Data provided >>
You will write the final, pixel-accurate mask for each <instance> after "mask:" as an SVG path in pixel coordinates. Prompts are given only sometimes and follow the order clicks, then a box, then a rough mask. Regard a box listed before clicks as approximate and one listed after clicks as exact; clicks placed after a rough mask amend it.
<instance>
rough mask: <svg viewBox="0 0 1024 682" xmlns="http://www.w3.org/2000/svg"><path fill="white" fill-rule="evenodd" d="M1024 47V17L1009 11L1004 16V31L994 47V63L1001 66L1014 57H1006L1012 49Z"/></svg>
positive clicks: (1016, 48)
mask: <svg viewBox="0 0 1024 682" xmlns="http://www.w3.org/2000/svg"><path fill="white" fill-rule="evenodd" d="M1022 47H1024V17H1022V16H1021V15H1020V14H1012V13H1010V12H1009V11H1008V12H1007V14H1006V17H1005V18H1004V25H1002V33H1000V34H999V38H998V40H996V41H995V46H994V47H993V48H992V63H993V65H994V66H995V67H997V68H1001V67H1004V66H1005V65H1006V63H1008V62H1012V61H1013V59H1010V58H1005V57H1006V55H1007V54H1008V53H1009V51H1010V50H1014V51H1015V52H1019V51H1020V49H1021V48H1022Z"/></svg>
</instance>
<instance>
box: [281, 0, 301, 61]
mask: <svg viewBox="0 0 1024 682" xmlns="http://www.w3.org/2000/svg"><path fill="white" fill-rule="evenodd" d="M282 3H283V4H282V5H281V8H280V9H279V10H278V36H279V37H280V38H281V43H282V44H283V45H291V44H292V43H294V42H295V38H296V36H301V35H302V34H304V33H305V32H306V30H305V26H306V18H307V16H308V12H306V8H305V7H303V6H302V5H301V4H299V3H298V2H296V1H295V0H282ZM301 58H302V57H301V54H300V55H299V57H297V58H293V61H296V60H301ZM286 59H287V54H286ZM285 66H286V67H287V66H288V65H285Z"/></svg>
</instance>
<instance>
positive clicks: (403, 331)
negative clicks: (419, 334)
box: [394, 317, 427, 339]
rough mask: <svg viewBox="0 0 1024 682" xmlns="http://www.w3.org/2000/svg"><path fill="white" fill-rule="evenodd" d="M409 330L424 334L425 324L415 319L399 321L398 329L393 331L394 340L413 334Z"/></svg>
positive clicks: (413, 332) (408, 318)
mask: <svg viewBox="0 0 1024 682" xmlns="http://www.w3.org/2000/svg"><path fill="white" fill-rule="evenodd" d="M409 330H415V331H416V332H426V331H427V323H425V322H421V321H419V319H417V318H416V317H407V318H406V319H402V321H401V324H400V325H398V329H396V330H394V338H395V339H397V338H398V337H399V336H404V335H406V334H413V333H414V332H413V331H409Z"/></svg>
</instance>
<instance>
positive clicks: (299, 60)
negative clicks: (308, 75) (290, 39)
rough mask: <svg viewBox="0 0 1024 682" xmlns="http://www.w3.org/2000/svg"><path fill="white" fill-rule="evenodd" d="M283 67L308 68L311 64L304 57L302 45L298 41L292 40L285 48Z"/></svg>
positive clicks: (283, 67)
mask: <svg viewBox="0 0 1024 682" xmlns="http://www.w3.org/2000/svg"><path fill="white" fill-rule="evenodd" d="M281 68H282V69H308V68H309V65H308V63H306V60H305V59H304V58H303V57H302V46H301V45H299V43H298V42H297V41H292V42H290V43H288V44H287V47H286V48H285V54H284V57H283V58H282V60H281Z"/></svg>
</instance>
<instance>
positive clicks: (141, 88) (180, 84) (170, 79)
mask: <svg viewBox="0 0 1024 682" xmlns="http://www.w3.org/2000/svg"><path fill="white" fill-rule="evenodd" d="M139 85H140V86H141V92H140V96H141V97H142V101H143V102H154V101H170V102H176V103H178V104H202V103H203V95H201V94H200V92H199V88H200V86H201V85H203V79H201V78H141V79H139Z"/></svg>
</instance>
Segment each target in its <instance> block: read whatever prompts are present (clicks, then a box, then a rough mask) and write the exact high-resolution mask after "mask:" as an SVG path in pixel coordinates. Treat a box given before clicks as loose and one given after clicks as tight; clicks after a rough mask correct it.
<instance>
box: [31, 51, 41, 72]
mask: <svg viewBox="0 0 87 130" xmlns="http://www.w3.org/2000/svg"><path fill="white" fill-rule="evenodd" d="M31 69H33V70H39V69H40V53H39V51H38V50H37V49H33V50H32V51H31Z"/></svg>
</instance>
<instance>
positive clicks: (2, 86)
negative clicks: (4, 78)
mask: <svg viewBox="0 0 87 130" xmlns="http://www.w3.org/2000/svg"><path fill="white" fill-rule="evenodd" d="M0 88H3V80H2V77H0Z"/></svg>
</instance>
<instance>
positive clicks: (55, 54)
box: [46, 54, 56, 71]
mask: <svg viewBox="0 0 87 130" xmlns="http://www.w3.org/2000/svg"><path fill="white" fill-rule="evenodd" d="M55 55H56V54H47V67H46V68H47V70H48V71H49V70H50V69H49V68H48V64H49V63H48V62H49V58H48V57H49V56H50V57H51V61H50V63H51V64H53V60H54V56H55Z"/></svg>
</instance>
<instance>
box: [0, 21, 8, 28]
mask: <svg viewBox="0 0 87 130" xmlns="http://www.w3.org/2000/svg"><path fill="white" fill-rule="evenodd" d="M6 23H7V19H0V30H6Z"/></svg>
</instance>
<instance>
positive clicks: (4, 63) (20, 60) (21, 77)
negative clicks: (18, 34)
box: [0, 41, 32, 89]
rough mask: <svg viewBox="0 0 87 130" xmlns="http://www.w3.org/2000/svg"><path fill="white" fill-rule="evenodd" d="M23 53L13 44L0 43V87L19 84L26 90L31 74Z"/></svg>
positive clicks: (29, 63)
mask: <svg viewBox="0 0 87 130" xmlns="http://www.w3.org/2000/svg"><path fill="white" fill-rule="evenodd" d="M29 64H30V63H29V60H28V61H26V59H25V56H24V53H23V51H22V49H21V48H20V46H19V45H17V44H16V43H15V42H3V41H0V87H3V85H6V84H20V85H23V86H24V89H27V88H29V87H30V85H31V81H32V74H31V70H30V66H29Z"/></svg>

What you should do >>
Select and copy every line of the material that holds the string "coordinates".

Expected answer >>
You will write the final, pixel-accurate mask for each <instance> after "mask:" as an SVG path in pixel coordinates. Prompts are given only sometimes and follow the order clicks, then a box, then a rough mask. Regard a box listed before clicks as approximate and one listed after clicks as exact; clicks placed after a rough mask amend it.
Segment each target in its <instance> block: read whatever prompts are present (clicks, then a box, then a rough mask) and write the exact high-resolution mask after "mask:" as an SVG path in pixel coordinates. Treat a box given before clicks as loose and one given after clicks as tight; clicks after a rough mask correct it.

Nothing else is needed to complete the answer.